**Work instructions**
This exercise asks for a copy of each line in the records below with the word "riverbank" in it.

[Listed entries — start]

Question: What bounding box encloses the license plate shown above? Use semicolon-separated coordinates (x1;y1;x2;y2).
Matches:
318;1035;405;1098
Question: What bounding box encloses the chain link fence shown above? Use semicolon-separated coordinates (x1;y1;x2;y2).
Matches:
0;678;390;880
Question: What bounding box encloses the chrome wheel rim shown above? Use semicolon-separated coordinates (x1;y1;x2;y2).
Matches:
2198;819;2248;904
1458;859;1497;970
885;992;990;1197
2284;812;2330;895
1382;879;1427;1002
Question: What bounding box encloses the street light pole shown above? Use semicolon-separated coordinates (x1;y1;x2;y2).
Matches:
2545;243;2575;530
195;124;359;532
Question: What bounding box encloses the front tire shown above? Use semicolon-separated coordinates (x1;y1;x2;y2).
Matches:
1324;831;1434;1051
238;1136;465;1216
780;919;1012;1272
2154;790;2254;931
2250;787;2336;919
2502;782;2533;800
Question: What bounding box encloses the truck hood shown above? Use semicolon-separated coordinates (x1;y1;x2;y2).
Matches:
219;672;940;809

[Listed entries — finish]
[Listed entries — start]

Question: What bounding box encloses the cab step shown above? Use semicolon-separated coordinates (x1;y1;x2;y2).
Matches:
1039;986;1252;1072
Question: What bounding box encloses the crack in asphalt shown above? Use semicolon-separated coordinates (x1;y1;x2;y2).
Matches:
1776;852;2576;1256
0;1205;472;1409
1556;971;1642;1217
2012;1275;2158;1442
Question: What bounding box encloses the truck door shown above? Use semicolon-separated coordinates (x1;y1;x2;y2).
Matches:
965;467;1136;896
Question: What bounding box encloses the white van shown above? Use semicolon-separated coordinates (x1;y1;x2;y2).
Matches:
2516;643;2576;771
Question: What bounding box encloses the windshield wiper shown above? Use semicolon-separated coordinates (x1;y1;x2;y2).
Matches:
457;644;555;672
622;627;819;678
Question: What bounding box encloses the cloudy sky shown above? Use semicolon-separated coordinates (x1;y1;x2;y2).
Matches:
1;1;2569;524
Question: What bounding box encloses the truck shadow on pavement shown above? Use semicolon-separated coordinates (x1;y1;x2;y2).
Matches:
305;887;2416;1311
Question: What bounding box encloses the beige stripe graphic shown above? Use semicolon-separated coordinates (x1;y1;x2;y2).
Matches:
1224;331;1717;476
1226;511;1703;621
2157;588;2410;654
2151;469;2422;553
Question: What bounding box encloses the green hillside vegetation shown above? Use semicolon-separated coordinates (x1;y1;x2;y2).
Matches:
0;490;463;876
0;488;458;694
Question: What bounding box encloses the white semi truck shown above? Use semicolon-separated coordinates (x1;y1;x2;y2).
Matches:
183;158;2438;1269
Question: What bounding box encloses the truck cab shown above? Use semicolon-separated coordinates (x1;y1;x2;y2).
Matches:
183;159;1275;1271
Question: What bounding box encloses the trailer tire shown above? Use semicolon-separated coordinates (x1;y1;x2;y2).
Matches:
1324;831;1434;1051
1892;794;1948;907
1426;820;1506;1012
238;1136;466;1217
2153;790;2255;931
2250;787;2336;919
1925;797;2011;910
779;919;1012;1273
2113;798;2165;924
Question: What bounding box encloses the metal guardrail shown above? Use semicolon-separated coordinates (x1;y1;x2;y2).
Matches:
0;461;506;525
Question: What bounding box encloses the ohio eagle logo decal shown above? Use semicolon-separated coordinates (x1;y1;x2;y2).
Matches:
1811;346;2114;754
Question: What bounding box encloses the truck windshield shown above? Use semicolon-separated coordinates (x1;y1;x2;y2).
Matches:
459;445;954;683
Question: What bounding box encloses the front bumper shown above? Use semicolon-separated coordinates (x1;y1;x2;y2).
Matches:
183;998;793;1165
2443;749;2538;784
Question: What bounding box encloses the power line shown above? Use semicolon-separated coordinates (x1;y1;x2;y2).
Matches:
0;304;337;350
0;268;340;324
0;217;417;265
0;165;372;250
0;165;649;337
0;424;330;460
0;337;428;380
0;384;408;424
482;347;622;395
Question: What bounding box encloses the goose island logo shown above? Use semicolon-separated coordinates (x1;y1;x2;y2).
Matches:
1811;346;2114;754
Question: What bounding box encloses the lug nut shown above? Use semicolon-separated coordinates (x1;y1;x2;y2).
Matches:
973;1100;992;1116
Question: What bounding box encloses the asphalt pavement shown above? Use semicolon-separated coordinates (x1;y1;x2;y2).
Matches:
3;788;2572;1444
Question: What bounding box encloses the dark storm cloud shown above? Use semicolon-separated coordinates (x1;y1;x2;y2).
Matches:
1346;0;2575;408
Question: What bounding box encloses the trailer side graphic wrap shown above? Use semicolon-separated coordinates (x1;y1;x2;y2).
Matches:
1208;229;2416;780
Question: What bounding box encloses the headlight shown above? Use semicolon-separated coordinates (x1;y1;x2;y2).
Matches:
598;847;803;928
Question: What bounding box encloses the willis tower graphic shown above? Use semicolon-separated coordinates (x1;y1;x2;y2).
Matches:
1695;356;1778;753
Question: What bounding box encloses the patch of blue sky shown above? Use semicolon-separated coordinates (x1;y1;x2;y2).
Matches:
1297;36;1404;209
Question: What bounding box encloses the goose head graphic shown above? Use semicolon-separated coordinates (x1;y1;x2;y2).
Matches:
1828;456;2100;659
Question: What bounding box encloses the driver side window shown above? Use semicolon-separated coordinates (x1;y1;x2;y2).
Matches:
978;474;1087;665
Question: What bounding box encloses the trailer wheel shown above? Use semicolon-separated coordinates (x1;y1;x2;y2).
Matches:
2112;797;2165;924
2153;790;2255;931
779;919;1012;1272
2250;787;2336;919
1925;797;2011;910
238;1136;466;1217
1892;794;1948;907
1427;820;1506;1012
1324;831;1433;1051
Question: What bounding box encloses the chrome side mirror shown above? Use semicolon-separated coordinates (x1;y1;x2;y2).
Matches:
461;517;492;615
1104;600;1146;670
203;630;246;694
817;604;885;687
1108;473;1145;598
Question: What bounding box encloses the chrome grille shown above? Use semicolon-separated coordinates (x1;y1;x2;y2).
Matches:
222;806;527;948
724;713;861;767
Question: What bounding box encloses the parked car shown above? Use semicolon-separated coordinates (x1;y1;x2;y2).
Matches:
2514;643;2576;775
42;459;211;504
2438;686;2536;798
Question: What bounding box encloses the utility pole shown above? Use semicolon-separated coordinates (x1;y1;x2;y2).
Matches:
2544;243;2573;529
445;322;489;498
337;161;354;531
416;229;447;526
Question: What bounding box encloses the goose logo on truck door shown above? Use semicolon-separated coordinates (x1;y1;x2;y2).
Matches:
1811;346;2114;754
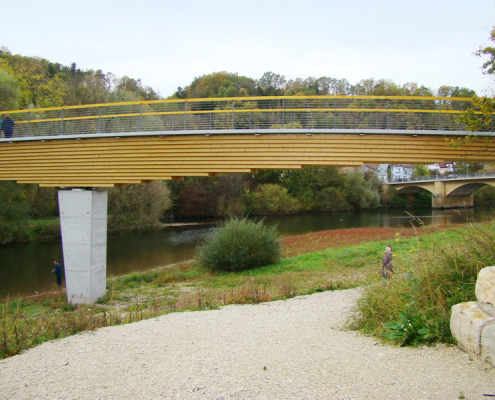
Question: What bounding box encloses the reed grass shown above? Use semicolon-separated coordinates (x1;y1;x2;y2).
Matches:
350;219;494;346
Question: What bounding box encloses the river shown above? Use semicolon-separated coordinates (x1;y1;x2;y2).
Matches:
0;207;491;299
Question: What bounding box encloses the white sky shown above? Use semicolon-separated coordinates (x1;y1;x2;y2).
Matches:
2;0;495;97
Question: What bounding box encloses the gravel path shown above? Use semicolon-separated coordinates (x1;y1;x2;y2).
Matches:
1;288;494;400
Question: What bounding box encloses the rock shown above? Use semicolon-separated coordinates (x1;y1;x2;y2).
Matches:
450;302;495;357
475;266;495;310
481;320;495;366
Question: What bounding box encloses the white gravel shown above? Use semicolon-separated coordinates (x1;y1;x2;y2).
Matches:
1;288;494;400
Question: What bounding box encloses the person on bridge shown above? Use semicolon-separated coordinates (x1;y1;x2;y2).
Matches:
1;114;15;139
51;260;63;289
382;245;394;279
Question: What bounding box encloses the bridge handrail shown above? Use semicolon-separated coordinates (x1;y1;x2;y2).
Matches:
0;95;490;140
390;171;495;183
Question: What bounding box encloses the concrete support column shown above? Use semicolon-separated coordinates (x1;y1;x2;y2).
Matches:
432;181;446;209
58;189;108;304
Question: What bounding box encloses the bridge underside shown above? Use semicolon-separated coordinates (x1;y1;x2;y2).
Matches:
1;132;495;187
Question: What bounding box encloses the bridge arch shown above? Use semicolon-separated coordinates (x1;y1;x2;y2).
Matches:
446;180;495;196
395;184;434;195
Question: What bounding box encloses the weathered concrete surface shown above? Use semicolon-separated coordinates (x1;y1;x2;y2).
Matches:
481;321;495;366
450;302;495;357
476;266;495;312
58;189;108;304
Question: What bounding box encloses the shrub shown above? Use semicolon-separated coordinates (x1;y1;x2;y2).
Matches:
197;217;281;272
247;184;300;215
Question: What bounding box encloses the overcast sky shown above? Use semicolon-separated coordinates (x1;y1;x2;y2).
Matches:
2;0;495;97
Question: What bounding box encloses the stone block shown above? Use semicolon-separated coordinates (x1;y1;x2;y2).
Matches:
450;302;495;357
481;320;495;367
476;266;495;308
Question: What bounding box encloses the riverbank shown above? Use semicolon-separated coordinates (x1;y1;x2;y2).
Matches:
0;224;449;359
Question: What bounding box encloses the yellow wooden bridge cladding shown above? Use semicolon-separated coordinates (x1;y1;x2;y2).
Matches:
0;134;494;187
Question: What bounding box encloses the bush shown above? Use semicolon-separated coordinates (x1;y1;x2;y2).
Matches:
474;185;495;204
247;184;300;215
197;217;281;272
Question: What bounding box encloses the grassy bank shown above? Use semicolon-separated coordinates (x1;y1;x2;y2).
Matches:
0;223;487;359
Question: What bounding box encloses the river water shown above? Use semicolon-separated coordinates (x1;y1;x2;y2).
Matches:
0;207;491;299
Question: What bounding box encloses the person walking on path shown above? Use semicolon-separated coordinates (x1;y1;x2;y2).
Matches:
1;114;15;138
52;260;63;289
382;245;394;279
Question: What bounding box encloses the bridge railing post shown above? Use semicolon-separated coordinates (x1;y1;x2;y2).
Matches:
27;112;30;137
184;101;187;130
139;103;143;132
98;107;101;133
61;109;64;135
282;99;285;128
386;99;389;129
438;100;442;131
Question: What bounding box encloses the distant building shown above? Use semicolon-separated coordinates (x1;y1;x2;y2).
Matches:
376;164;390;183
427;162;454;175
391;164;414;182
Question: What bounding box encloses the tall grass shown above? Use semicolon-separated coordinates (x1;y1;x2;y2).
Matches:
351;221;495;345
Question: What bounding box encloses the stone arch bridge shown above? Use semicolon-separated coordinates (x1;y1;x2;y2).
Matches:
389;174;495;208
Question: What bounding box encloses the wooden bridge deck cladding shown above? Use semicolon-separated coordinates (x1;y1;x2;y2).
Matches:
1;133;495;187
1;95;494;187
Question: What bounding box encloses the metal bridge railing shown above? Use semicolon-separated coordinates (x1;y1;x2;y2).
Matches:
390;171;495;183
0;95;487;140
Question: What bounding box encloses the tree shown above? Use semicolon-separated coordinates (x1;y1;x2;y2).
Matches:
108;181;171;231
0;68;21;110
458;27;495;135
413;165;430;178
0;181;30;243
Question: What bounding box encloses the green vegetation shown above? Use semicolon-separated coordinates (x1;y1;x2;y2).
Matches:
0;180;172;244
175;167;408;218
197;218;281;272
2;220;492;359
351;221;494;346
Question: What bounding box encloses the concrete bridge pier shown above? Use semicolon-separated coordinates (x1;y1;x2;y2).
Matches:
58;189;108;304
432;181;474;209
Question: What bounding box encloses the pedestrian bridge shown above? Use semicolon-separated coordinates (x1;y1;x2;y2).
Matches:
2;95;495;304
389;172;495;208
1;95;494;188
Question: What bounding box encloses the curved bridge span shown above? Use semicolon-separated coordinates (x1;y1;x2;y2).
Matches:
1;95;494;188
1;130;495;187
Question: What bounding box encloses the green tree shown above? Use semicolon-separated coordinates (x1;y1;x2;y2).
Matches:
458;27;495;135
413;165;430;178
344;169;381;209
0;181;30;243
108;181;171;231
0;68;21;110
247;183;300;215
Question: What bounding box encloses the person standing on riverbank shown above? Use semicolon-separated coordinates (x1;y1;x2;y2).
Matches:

[Listed entries — finish]

**Response for this exercise**
Question: What bounding box encloses the riverbank shown above? Use semicolon-separated coordinates (x1;y1;x2;y2).
Question: What bounding box encloses the person standing on riverbank shown above? Use semicolon-separated coordinates (x1;y1;x2;y2).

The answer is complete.